Our first expectation, based primarily on the association reported in Graham, Mintu‐Wimsat, and Rodgers (1994) between negotiators’ profits ($n) and Hofstede’s individualism/collectivism index (r = .673, p < 0.05), was not confirmed using the larger sample of cultural groups. Please note that we reversed Hofstede’s IND Index for the current study, and the correlation between the same two variables reported in Table Seven was r = −.177 (p = n.s.). Also, recall that Lituchy (1997) and Arunachalam, Wall, and Chan (1998) reported that negotiators from more collectivistic cultures achieved higher profits; this is the opposite of our 1994 findings. We conclude that the best interpretation across the studies is that individualism/collectivism and negotiators’ profits are unrelated across cultural groups. Thus, we see the value of both the larger sample size and better measures in the current study. Indeed, all of the other five correlation coefficients reported in Table Seven were negative, but not statistically significant. The PLS parameter estimate for ROvTO → $n is larger and negative but also not statistically significant. Furthermore, focusing on the new data added in this study, we see that the negotiators from Japan, Brazil, Spain, and Hong Kong, all added to the data set since 1994, achieved individual profit scores among the top five of the 20 groups. Meanwhile all four scored relatively low on Hofstede’s individualism/collectivism index, thus attenuating the expected relationship between ROvTO and negotiators’ profits.
All six correlation coefficients and the path coefficient for ROvTO → PSAn (pc = .780, p < 0.01) provide strong evidence for the predictive power of culture on problem‐solving. Relationship‐oriented groups tended to use more PSAn behaviors. This result is consistent with Adler, Brahm, and Graham (1992), Graham, Mintu‐Wimsat, and Rodgers (1994), and Adair, Okumura, and Brett (2001), but contrary to Liu and Wilson (2011) and Alsani et al. (2016). Both our findings regarding the comparisons of the narrow U.S./China groups and the broader 20 cultural groups suggest skepticism about the latter studies. Also, as will be seen just below, our analyses of observational measures provide across‐methods validation of the prediction that negotiators from relationship‐oriented cultures (such as China) will tend to behave more cooperatively.
Our expectations about culture moderating the relationship between negotiators’ roles (buyer or seller) and their profits (Path 6) were unfulfilled, despite our earlier findings (Graham, Mintu‐Wimsat, and Rodgers 1994). Seven of the nine groups added to the data set since 1994 showed no moderation effects, thus attenuating the relationship reported in the 1994 study.

▶ [Stated task]:
Tell whether each statement agrees with the passage on culture and negotiation, answering yes or no and quoting the passage's words that decide it: (a) In the current study, the correlation between negotiators' profits and the individualism/collectivism index was statistically significant. (b) Negotiators from Japan, Brazil, Spain, and Hong Kong had individual profit scores among the top five of the 20 groups. (c) Most of the groups added to the data set since 1994 showed moderation effects.

▶ [Recorded data]:
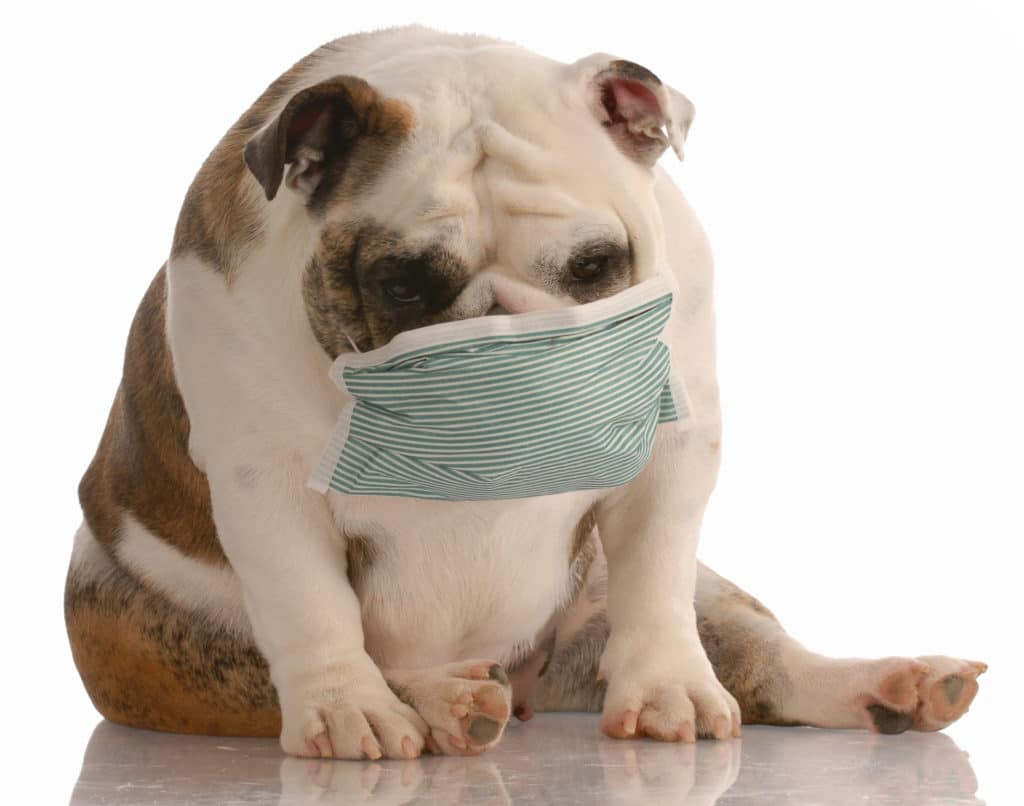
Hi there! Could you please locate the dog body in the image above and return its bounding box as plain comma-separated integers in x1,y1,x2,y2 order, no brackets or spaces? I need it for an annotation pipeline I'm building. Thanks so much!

▶ [Solution]:
(a) No: "the correlation between the same two variables reported in Table Seven was r = −.177 (p = n.s.)"
(b) Yes: "the negotiators from Japan, Brazil, Spain, and Hong Kong, all added to the data set since 1994, achieved individual profit scores among the top five of the 20 groups"
(c) No: "Seven of the nine groups added to the data set since 1994 showed no moderation effects"